DESCRIPTION OF THE TASK: Gather each line below that contains the string "bottle", copying it in full. Letter case must match.

Collected data entries
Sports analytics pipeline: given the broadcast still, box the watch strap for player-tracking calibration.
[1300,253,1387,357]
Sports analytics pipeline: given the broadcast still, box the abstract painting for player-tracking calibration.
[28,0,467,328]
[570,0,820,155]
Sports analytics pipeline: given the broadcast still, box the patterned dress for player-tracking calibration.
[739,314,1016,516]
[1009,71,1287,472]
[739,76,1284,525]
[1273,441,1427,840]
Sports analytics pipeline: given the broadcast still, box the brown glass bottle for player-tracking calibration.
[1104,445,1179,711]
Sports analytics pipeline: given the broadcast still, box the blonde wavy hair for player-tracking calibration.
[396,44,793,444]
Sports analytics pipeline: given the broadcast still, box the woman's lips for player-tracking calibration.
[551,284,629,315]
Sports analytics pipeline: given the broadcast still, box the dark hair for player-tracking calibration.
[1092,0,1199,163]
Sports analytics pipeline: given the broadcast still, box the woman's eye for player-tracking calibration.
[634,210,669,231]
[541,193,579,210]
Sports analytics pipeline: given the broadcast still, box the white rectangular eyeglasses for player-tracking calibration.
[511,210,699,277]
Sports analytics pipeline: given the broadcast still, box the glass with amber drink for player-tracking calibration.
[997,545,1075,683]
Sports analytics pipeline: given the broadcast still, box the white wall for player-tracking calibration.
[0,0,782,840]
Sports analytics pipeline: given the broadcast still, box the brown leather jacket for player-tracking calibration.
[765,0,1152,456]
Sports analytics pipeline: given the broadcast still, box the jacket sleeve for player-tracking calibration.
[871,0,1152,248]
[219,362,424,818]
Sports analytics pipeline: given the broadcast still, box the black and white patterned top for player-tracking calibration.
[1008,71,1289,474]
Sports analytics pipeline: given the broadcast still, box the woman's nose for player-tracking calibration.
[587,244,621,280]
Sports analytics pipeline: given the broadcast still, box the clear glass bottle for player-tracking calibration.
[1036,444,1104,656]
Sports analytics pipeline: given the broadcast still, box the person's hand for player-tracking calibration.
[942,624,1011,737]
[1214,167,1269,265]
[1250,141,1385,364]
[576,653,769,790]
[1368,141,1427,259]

ANSWER FOR THIS EXERCISE:
Sports analytics pipeline: given the broadcast still, box the brown glass bottle for player-tracking calibration.
Sports analytics pipeline: given the broadcast still, box the clear glass bottle for player-tracking calibration.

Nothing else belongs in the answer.